───── GIVEN TEXT

# Heat problems ! any advice ? thanks



## AKalltheway (Feb 8, 2010)

Hi every1, 
i need some help, i live in the uk an my setup consists of 4 600w hps inside a grow tent thats 2meters long by 2m wide by 2m high, i've always vented all the heat out of my tent with a 250mm inline fan with ducting going to an open window, this has always worked fine but the problem is the police have started flying over different estates in the city where i live using there thermal cam to look for any strange heat signitures on houses that make them stand out from the rest of the houses in that street, an i mean any strange heat at all even a small roof vent thats hotter than every 1 elses or widows that are hotter even the slates on roofs ! so i need a way to cool the air coming out of the end of the ducting before i can vent it outside  i thought of using an ac unit untill i descovered that they have to vent the hot air out to rather than actually cooling it down and then blowing it back out :hairpull: does any1 have any ideas ?
help please an thanks in advance.


----------



## BioDynamic (Feb 8, 2010)

──────────
───── INPUT RECORDS

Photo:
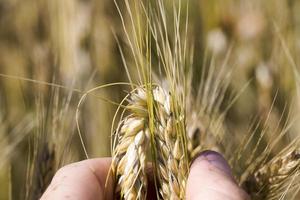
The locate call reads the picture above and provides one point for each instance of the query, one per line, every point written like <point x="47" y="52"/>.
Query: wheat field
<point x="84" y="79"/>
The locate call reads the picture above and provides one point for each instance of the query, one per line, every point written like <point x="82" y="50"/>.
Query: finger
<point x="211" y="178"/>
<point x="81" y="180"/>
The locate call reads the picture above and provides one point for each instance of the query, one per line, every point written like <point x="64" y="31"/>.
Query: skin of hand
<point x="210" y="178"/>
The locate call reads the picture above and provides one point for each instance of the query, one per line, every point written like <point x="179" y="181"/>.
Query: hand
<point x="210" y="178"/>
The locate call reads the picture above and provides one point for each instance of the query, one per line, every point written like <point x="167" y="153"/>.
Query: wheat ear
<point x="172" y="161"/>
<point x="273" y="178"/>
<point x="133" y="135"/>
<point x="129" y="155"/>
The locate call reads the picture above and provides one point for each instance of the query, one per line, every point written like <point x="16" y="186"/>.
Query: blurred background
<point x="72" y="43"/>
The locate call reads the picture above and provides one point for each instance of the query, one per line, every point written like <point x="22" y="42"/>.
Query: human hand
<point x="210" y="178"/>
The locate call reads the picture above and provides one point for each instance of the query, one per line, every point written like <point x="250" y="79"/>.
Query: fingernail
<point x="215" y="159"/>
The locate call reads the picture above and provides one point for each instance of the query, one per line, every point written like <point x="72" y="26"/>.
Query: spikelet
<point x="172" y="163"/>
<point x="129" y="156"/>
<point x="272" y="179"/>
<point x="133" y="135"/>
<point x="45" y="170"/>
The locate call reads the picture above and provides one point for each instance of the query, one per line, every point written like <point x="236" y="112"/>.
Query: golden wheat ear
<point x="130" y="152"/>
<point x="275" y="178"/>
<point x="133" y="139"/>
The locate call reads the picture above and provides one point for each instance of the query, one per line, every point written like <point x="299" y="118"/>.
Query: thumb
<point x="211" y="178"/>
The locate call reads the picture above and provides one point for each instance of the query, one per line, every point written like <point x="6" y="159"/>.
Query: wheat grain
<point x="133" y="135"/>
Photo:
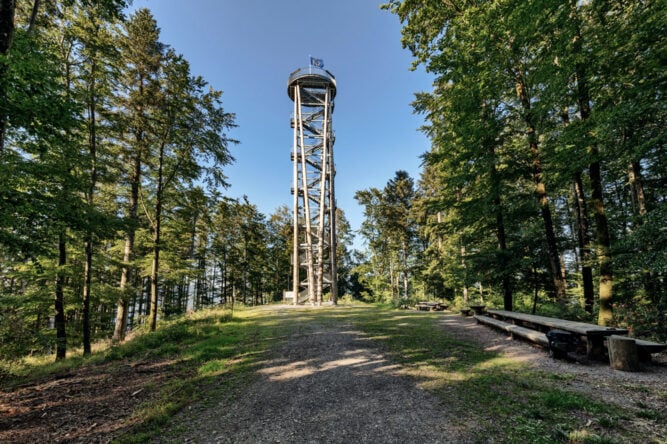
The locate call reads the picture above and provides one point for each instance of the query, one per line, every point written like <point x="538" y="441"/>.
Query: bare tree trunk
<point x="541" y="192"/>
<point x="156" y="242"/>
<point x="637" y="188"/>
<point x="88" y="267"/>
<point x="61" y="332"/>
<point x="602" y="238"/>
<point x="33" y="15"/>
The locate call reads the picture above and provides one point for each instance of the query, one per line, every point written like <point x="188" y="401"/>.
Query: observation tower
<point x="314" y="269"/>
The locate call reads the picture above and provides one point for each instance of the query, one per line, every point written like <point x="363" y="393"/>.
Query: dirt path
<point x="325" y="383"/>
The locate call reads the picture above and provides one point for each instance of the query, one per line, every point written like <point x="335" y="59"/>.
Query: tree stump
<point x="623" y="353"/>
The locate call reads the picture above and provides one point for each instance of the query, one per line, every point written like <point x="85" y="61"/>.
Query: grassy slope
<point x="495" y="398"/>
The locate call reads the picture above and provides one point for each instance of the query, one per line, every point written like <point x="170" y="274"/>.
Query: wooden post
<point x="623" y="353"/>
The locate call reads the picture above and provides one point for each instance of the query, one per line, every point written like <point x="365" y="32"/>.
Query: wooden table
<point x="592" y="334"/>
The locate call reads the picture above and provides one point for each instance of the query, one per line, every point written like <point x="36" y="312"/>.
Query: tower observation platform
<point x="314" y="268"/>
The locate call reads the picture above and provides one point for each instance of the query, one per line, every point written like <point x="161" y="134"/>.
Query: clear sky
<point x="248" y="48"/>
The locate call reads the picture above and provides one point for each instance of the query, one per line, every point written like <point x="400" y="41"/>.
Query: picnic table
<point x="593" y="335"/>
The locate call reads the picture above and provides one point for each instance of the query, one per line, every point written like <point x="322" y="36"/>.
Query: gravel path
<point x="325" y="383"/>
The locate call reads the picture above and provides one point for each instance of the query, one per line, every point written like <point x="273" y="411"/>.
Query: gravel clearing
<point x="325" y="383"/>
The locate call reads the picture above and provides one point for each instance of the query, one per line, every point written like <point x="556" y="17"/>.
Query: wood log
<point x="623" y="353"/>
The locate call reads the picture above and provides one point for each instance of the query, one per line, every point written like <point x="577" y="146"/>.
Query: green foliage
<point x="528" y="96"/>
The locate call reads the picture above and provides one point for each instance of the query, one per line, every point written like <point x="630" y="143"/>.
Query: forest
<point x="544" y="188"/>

──────────
───── INPUT RECORDS

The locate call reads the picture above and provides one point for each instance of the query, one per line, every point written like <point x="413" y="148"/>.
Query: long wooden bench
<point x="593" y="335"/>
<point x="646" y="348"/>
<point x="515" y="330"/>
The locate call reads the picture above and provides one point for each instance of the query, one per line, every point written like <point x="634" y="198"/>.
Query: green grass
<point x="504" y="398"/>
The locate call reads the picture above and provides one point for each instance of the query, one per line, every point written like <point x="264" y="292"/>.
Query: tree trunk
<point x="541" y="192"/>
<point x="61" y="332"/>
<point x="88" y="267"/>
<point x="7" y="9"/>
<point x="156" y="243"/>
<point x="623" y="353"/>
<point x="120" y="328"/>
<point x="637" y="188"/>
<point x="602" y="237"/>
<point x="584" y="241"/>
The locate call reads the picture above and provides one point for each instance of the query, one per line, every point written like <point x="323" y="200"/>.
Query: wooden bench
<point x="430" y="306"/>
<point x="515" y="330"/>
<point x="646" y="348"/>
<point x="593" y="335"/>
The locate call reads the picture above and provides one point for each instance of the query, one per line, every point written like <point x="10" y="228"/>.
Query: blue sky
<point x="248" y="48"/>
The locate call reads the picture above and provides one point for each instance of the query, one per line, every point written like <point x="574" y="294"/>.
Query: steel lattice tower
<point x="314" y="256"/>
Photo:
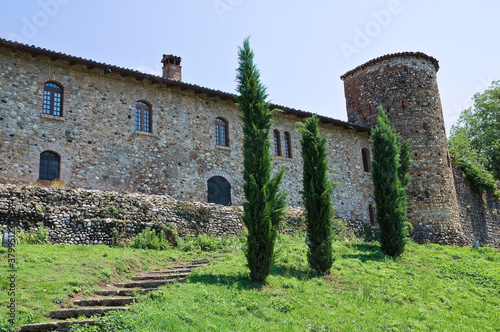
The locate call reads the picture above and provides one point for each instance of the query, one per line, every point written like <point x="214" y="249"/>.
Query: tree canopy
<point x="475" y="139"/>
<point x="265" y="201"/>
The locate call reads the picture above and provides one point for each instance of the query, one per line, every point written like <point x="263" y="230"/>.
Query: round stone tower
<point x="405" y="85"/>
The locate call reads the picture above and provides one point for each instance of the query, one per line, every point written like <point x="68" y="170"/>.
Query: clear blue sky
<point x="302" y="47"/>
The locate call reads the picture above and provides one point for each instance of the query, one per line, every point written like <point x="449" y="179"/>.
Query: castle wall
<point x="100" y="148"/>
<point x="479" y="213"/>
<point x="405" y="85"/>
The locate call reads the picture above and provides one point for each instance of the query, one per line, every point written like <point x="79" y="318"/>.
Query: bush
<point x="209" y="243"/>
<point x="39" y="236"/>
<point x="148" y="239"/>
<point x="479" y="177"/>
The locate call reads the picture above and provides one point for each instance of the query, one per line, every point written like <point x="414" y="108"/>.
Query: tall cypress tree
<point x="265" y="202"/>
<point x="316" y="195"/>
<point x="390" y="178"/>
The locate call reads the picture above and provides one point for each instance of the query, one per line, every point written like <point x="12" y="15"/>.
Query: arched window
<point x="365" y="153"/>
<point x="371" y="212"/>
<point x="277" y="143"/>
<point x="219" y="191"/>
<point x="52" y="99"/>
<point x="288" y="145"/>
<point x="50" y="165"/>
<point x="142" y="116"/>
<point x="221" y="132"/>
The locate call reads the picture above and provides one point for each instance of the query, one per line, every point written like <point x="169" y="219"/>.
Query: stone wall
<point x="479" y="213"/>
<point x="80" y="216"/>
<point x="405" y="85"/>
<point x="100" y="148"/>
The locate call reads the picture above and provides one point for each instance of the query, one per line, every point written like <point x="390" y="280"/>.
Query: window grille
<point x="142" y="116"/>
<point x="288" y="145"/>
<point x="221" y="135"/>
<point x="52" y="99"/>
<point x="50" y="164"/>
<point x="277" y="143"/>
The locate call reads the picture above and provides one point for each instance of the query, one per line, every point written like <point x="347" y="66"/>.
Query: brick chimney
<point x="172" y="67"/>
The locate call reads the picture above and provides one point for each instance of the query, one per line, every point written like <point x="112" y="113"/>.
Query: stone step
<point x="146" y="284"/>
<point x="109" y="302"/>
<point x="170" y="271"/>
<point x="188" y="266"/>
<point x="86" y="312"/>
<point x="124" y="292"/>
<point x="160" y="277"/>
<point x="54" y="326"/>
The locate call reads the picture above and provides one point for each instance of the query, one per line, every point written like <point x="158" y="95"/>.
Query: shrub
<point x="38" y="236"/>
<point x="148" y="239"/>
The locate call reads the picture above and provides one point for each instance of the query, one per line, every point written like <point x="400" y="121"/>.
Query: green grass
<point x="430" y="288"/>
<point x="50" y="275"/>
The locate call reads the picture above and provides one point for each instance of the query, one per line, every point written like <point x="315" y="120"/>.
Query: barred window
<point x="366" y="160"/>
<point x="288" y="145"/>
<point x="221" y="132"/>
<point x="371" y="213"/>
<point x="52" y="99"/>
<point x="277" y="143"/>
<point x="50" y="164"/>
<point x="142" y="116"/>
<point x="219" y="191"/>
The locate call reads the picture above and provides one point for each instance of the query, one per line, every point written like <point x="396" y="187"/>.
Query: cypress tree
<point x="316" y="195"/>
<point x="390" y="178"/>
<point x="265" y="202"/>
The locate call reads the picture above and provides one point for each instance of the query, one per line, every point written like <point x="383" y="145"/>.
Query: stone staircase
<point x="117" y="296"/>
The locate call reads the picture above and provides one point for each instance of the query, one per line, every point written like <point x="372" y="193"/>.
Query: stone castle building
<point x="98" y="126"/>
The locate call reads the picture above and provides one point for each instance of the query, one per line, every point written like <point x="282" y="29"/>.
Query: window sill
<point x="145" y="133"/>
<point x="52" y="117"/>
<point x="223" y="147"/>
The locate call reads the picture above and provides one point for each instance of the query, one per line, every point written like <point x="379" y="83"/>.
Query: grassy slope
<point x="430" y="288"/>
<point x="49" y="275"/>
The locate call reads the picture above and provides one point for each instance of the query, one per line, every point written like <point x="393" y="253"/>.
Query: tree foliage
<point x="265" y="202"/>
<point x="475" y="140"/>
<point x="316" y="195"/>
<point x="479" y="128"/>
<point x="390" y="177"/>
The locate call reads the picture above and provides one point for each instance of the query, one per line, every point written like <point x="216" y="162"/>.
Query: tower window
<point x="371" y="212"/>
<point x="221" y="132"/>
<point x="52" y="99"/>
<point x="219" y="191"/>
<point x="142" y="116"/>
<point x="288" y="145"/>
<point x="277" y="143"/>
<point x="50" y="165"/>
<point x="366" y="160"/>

──────────

◆ REQUIRED TASK 1: Based on the forum post about heat problems, decide whether each statement agrees with it: (a) the grow tent measures 2 meters long, 2 meters wide, and 2 meters high; (b) the heat has been vented through ducting that leads to an open window; (c) the poster learned that an AC unit cools the air and blows it back out. Answer yes or no for each, quoting the words of the post that decide it.
◆ REQUIRED TASK 2: Find every line of the extracted records that contains the word "bench", and copy each of those lines.

◆ RESPONSE 1:
(a) Yes: "2meters long by 2m wide by 2m high"
(b) Yes: "a 250mm inline fan with ducting going to an open window"
(c) No: "they have to vent the hot air out to rather than actually cooling it down"

◆ RESPONSE 2:
Query: long wooden bench
Query: wooden bench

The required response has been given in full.